**TASK:**
Exactly and only the lines from the one containing "the blue waist" through the close of the entries below are to be set down.

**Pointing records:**

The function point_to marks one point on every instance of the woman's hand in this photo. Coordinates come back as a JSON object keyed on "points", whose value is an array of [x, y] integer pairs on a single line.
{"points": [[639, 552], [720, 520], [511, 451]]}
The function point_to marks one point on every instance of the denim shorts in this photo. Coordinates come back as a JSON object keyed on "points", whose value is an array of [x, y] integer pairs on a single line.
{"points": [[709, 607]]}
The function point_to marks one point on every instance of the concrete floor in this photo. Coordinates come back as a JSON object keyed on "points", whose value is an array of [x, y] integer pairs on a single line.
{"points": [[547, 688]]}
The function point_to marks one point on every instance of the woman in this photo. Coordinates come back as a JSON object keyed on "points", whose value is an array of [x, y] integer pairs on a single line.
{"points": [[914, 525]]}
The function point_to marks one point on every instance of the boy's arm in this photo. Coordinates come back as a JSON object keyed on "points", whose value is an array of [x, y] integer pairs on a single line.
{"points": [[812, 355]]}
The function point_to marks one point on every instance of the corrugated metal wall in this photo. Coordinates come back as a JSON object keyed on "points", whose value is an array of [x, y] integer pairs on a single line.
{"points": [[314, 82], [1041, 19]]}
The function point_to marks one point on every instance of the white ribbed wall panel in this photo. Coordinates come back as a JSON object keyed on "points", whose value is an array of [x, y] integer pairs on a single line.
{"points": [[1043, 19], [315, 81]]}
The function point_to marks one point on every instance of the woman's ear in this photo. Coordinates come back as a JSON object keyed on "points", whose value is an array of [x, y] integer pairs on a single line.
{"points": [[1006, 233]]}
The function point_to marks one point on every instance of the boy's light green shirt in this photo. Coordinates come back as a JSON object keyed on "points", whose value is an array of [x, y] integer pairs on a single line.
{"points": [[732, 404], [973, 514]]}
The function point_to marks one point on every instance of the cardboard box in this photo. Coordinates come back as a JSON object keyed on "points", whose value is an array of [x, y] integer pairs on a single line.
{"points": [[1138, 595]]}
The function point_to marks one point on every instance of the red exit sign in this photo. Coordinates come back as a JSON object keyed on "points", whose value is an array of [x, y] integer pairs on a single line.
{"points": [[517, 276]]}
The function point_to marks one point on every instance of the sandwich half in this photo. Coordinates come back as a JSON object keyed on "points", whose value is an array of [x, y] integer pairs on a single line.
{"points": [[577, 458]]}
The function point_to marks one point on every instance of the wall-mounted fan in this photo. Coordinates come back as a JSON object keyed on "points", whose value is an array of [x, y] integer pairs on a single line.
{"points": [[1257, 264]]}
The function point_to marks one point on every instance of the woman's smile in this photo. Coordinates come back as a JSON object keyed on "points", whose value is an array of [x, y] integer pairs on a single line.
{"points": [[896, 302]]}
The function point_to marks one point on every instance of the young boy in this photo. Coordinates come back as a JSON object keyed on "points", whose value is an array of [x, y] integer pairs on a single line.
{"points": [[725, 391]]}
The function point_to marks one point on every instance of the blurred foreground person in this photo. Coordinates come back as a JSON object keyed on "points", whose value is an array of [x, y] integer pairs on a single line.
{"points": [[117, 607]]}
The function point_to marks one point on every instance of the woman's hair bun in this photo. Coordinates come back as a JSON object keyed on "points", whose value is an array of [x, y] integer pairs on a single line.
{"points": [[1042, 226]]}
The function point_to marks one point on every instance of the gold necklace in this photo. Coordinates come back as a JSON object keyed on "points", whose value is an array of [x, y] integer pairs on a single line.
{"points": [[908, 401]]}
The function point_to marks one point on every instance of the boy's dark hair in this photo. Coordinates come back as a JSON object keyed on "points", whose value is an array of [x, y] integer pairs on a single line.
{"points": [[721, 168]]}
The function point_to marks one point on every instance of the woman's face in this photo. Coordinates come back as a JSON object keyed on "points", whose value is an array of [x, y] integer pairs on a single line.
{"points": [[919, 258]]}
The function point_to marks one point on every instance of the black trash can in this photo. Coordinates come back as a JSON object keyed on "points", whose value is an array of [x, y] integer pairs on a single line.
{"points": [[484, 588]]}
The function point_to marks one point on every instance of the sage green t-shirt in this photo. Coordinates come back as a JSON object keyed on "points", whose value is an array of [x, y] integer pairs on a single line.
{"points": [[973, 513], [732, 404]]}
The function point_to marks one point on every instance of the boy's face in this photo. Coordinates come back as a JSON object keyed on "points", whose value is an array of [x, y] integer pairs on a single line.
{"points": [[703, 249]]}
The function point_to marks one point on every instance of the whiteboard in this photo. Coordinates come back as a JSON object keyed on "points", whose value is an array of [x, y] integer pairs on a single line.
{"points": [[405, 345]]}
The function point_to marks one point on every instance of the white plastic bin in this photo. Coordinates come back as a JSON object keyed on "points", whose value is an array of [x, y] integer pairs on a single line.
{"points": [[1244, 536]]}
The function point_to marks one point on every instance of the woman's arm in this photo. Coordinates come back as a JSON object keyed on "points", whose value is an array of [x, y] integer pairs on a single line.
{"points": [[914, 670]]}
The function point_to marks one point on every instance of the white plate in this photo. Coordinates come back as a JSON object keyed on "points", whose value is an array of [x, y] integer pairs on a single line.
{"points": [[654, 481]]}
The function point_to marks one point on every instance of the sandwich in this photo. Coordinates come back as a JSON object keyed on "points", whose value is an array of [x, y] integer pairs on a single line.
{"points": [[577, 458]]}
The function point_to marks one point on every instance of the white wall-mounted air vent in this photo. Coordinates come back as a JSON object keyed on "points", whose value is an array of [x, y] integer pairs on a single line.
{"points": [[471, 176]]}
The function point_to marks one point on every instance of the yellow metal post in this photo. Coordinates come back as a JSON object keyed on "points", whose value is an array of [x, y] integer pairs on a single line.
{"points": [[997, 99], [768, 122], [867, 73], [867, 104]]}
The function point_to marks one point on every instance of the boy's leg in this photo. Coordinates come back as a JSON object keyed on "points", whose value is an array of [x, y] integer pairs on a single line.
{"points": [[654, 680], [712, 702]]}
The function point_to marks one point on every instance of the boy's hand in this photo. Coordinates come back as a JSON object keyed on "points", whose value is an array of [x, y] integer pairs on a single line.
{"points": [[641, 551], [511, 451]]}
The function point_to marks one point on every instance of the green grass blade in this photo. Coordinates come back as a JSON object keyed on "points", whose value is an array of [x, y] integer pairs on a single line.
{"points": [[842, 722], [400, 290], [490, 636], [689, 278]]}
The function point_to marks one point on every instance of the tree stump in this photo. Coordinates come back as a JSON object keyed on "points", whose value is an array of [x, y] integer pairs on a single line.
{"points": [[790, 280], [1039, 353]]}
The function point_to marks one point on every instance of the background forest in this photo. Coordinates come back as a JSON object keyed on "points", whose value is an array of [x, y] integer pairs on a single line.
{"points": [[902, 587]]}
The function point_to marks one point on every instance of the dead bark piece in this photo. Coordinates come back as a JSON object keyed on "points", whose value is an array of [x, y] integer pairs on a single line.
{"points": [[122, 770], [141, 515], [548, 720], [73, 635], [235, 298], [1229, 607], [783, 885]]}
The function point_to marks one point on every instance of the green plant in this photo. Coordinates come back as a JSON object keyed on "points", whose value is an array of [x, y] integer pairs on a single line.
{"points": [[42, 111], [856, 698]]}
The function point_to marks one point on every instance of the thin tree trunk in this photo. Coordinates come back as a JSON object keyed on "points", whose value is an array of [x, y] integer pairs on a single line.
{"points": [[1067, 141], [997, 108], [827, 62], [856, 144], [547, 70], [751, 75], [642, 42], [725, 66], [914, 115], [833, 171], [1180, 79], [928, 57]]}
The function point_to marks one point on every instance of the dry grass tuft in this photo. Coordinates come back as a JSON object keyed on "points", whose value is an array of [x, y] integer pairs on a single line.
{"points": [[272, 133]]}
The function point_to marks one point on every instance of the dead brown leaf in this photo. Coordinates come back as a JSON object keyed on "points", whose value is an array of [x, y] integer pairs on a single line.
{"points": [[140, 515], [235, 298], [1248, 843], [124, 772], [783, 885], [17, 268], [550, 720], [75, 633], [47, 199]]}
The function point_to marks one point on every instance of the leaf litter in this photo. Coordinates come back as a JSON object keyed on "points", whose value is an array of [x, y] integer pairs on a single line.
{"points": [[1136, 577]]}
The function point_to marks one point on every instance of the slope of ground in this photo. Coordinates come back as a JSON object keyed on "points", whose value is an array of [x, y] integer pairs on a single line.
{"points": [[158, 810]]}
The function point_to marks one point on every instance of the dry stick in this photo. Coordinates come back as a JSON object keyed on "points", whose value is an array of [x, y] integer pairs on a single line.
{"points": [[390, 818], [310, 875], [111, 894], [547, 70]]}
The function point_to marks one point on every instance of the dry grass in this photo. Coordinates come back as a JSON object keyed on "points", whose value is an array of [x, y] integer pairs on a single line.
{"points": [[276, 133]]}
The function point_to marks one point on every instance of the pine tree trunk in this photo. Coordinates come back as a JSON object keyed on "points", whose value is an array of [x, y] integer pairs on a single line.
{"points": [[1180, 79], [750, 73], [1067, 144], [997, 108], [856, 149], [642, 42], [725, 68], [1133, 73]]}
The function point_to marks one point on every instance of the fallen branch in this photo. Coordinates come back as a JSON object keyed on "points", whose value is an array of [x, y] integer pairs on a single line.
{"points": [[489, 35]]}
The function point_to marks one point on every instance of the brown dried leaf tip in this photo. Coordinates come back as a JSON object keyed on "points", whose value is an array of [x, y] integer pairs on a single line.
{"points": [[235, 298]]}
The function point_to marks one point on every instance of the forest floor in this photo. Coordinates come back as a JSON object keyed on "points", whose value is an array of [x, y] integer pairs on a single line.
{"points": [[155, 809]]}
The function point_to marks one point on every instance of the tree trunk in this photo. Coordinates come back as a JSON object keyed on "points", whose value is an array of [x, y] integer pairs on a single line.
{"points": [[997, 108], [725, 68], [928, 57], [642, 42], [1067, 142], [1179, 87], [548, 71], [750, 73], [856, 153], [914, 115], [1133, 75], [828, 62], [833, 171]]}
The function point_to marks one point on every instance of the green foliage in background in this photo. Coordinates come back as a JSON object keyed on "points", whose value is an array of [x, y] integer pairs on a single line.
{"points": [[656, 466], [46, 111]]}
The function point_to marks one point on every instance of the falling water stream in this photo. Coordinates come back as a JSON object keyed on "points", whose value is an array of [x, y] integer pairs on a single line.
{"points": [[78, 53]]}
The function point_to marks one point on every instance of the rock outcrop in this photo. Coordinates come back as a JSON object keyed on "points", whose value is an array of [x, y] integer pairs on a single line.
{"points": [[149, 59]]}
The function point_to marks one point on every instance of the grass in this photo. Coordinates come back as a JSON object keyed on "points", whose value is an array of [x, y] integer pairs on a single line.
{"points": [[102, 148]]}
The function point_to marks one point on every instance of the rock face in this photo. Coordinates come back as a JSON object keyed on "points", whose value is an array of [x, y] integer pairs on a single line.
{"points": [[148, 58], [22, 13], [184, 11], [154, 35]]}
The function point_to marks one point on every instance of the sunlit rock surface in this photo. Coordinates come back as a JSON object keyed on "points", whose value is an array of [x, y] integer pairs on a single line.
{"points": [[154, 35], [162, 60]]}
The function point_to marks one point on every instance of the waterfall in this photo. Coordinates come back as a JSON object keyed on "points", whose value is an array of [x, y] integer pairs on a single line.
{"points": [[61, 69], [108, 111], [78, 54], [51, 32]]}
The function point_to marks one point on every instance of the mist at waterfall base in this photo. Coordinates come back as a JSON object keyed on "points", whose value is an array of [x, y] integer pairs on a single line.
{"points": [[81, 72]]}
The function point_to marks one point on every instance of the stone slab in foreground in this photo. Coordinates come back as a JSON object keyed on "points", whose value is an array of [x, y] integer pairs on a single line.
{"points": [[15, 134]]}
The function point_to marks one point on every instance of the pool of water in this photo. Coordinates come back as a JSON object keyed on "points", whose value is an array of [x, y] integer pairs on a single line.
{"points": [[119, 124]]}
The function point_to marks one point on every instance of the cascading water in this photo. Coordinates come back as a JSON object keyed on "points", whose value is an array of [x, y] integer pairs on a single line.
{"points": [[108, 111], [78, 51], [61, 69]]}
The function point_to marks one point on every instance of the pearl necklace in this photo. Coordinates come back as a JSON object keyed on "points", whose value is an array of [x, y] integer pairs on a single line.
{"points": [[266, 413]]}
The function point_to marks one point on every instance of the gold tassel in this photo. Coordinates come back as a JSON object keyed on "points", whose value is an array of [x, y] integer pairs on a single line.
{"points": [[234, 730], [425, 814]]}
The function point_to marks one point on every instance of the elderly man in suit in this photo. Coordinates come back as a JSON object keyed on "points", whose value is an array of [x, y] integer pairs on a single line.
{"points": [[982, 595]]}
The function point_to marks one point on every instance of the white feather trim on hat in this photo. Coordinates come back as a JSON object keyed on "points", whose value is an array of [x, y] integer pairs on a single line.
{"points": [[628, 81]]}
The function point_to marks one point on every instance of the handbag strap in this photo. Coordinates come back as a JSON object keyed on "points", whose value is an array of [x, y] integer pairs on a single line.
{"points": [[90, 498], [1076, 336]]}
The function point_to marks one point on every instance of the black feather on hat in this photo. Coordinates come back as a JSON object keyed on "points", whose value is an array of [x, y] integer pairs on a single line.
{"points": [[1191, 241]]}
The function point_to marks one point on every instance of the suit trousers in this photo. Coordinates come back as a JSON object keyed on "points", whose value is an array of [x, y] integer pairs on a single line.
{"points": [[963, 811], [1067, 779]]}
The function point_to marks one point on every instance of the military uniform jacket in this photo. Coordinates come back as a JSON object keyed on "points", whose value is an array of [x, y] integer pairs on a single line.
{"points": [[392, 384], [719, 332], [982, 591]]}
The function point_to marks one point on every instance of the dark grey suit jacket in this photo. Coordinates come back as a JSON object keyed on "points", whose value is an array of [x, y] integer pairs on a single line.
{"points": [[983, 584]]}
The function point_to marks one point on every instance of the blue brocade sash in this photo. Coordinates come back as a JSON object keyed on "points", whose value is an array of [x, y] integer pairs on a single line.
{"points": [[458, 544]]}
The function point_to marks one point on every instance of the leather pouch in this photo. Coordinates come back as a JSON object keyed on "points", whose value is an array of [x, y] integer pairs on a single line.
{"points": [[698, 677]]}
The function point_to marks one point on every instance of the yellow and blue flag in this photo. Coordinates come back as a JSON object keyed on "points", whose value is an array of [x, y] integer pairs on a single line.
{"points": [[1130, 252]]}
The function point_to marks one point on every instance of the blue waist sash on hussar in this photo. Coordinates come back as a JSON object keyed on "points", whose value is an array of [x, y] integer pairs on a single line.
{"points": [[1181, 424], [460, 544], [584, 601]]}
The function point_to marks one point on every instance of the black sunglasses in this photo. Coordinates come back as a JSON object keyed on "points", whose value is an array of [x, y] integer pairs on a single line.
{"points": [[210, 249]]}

**EXERCISE SOLUTION:**
The function point_to marks one point on every instance of the blue waist sash on hussar in this photo. Coordinates come back as a JSON object keyed on "points", whose value is an array of [x, y] integer pairs on a single line.
{"points": [[1181, 424], [460, 544], [584, 601]]}
The function point_to marks one point on every instance of the black sunglasses in this photo. Coordinates come back as a JSON object keyed on "points", whose value is an array of [x, y] integer pairs on a single line.
{"points": [[210, 249]]}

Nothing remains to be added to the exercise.